- Exercise material:
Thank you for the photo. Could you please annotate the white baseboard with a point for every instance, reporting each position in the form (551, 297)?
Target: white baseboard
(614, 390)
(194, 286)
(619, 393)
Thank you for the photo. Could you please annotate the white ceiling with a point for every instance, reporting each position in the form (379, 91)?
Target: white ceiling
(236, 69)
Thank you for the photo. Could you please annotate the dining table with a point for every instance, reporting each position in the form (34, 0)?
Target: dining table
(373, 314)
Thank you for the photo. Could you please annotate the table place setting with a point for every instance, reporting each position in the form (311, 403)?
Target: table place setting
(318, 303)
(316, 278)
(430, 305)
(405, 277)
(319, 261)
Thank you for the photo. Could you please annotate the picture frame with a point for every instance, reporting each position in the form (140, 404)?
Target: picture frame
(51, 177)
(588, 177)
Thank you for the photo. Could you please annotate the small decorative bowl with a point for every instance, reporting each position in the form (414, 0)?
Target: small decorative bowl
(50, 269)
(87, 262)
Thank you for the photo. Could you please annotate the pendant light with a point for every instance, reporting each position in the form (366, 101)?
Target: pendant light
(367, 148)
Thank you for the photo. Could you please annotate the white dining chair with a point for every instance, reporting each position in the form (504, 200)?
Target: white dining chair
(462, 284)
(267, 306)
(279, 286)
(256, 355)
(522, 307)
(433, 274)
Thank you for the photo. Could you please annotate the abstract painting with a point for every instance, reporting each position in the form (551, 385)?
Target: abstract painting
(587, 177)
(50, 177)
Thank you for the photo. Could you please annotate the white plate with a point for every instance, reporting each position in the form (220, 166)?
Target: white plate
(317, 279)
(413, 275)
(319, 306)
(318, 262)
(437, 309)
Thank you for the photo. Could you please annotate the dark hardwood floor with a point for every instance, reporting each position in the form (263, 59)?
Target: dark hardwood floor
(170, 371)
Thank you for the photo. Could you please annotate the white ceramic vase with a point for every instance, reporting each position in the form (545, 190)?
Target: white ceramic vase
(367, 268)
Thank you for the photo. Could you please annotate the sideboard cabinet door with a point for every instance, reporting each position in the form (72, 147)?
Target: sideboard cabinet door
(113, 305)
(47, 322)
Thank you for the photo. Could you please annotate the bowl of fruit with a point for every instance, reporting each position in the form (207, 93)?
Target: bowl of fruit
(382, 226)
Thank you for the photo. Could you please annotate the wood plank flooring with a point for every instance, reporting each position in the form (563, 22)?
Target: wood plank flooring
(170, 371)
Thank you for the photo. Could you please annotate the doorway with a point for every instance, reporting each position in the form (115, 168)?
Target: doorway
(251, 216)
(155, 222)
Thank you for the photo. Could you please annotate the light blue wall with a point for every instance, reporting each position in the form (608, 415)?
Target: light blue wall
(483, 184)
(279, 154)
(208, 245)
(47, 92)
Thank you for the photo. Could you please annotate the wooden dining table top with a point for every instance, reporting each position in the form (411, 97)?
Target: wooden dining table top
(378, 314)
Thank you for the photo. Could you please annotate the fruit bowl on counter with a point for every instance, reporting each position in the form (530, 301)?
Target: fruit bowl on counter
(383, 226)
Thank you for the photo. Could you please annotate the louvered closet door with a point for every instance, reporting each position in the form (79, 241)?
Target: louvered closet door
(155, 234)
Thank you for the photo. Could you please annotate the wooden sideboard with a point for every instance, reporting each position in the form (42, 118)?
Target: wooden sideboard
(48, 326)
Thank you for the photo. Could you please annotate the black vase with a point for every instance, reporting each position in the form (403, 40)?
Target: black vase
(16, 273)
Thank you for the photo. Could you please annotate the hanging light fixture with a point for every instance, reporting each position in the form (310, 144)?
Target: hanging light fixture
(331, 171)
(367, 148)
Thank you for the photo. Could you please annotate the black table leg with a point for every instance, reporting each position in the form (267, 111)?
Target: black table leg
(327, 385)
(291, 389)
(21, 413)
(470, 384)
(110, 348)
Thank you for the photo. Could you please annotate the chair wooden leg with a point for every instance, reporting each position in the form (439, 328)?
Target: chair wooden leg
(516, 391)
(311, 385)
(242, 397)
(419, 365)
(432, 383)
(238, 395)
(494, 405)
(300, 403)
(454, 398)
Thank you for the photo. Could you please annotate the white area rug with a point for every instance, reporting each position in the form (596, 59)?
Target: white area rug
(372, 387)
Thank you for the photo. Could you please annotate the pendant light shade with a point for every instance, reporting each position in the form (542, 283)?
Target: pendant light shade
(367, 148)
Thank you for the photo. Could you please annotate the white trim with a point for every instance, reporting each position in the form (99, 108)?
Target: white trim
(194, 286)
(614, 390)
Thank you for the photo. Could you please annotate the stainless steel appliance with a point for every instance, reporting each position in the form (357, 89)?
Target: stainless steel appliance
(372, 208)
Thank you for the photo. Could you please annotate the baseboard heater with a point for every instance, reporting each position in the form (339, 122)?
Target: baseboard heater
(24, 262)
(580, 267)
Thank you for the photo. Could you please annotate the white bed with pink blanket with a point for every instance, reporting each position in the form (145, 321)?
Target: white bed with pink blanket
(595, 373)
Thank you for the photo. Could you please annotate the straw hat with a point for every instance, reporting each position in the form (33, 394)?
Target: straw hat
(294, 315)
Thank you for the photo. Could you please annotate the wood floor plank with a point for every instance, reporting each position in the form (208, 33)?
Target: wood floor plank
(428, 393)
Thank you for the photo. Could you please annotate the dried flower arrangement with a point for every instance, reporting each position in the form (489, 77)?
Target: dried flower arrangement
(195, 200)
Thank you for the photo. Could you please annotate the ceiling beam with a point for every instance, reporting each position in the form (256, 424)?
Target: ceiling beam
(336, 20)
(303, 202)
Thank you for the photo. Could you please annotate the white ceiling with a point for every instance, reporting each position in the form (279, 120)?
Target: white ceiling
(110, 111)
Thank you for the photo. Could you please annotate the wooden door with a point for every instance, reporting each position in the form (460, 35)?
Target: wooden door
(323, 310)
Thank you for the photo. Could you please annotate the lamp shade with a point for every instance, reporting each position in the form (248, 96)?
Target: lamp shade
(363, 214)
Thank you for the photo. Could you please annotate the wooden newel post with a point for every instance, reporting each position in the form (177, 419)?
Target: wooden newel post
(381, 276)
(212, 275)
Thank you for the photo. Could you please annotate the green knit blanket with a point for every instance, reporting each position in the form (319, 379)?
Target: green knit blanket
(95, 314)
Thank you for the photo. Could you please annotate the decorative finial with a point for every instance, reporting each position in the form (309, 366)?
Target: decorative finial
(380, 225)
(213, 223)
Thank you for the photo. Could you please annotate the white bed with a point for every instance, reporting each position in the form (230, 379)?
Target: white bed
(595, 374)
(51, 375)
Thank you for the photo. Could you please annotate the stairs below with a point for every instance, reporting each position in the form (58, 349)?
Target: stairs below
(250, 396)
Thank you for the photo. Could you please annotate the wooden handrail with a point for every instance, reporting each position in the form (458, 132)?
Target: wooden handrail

- Brief:
Rescale the lines above, from the line with "form (279, 120)?" through the end of the items, by writing each of them out again, requests included. Multiply every coordinate in the answer points by 1.4 and round to whole numbers, halves up, and leave the numbers in the requests unchanged.

- Answer:
Thank you for the photo. Could you please annotate the white ceiling with a point for every instance, reporting each position in the form (279, 120)?
Target: white ceiling
(154, 155)
Thank you for the photo. Could you please annotate the wooden door with a point for every instance, reporting each position in the form (460, 35)?
Target: wooden door
(452, 434)
Thank you for the photo. Could you please annotate the lamp shade with a point for every instance, reporting each position in the form (248, 96)?
Target: lamp shade
(508, 300)
Thank you for the photo. Could you please annotate the wooden newel post with a point for every instance, reporting each position in the form (177, 419)?
Target: wooden newel post
(533, 386)
(297, 385)
Thank you for the photo. Could you please annotate the green knit blanket with a point for every instance, reporting each position in the form (319, 379)?
Target: green knit blanket
(133, 440)
Thank you for the photo. Could you please annotate the decorative finial with a point for every instance, reporting each position in the form (309, 366)?
Target: decorative finial
(532, 315)
(298, 312)
Thank you for the photo. Could you please annotate the white bed with a point for every instance, reporting each position in the form (230, 379)?
Target: white bed
(833, 524)
(71, 525)
Thank you for the photo. Could you please annotate the stairs below with a point for every instance, reporting each position in the form (58, 349)?
Target: stairs below
(350, 554)
Thank you for the photo. Could you please annotate the wooden handrail with a point for every instance, reporting each position in the form (458, 132)?
Target: wooden handrail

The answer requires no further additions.